- Document section
--*--
Climate change has a significant impact on water resources and environment, which are reflected in agriculture, society and economy. Using general circulation model (GCM) with statistical downscaling models is a method of climate change assessment. Due to the location of Abadeh in semi-arid region of Fars province and Iran, population growth, industrial and mining development, and getting to the sustainable agriculture, evaluation of climate change impacts on meteorological parameters seemed necessary. The aim of this study is to assess meteorological parameter variations of precipitation, minimum and maximum temperature under climate change condition in order to use them in water resources management of water consumptions, and to decrease the negative impacts of climate change on different parts of the environment in Abadeh region.

In this study, the effect of climate change on meteorological parameters of minimum temperature, maximum temperature, precipitation was assessed, using HADCM3 as general circulation model and LARS-WG5.5 statistical model for downscaling, in Abadeh station for the base time period of (1993-2017). After assessment of model for parameters simulation, using model fitness criteria, daily value of minimum temperature, maximum temperature and precipitation were simulated for A1B, B1 and A2 scenarios. Then, the results were analysed.

Evaluation of the model showed that rainfall forecasting had the maximum error, and minimum and maximum temperature were simulated with more precision. Comparison of the mean and standard deviation of observed and simulated monthly precipitation of Abadeh station in the (1993-2017) base time period showed that the mean of simulated precipitation is more than the observed precipitation in March, April, August and September. The standard deviation of monthly simulated precipitation is more than the observed one in February, March, April, August and September. Comparison of the observed and simulated monthly minimum temperature of Abadeh station in the (1993-2017) base time period showed that the mean of simulated monthly minimum temperature is the same as the observed one in most of the months. The standard deviation of simulated monthly minimum temperature is less than the observed one in all of the months. The future trend of maximum temperature is the same as minimum temperature.After model assessment, the parameters were forecasted for the next three periods of 2011-2030, 2046-2065 and 2099-2080, under three gas emission scenarios of B1, A1B and A2. Comparison of forecasted parameters over three periods, with the based period values, showed that in the 2011-2030 time period, the precipitation value increases in three scenarios of A2, A1B and B1, respectively. In the 2046-2065 time period, the precipitation increases in all scenarios too, with the same order of 2011-2030 time period, but the variation of scenarios is different. In the 2080-2099 time period, precipitation value increases in B1 scenario, but decreases in the other two scenarios. Comparison of forecasted minimum temperature over three future periods, with the base time period values, showed that in all of the time periods, minimum temperature value increases in the three scenarios of A2, A1B and B1, respectively. The percent of increase will be more from 2011-2030 period to 2046-2065 time period and, to 2080-2099 time period. The future trend of maximum temperature is the same as minimum temperature.
--*--
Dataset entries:
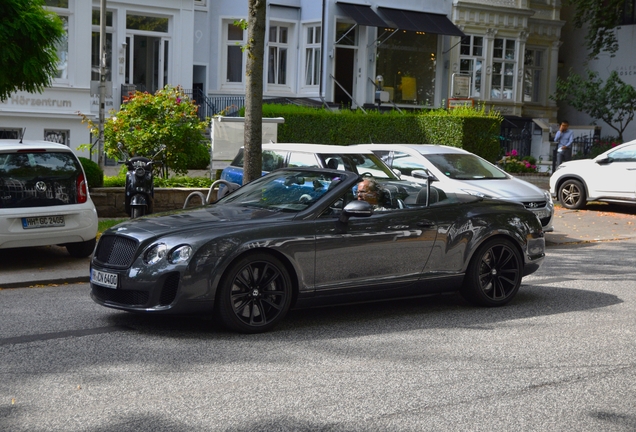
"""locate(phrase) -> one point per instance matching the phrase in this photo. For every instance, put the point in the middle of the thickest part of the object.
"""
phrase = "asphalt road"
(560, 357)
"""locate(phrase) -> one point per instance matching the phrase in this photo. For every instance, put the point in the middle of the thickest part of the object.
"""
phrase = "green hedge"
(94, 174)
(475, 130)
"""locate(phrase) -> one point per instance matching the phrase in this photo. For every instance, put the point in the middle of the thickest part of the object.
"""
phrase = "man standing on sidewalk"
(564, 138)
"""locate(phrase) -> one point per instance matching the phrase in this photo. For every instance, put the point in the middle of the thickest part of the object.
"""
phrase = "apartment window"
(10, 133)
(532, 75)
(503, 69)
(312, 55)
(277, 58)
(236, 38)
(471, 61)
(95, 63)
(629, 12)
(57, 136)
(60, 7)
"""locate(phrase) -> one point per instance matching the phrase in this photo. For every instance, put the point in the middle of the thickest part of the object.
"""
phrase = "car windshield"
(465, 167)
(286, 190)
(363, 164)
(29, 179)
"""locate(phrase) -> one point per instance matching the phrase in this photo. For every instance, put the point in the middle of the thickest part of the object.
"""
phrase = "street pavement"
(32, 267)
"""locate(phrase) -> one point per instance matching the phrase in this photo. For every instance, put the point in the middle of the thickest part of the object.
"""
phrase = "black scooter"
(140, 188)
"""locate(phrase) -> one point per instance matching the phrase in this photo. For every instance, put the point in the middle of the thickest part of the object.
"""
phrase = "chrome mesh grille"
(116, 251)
--*--
- To do
1 - According to the Abadeh climate study, in which months is the standard deviation of simulated monthly precipitation greater than the observed one?
2 - Decide whether each statement agrees with the Abadeh climate study, and quote the words that decide it. (a) Rainfall forecasting had the largest error of the simulated parameters. (b) The standard deviation of simulated monthly minimum temperature is greater than the observed one in every month. (c) In the 2080-2099 period, precipitation increases under the A2 scenario.

- Task-by-task outputs
1 - February, March, April, August and September.

2 -
(a) Yes: "rainfall forecasting had the maximum error"
(b) No: "The standard deviation of simulated monthly minimum temperature is less than the observed one in all of the months."
(c) No: "In the 2080-2099 time period, precipitation value increases in B1 scenario, but decreases in the other two scenarios."